(Point-per-instance localization data)
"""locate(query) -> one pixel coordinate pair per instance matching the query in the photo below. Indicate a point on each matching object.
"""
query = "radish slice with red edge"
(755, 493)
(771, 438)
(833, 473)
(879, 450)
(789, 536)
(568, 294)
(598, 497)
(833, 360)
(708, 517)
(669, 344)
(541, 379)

What you are asked to do
The records above must be repeated exactly, every one of them.

Task response
"""locate(query) -> one pixel coordinate pair per instance matching the query in the photo below. Indicate a point on each matching object.
"""
query = "radish slice with red edge"
(755, 493)
(771, 438)
(833, 473)
(879, 450)
(789, 536)
(568, 294)
(598, 497)
(833, 360)
(708, 517)
(669, 344)
(541, 379)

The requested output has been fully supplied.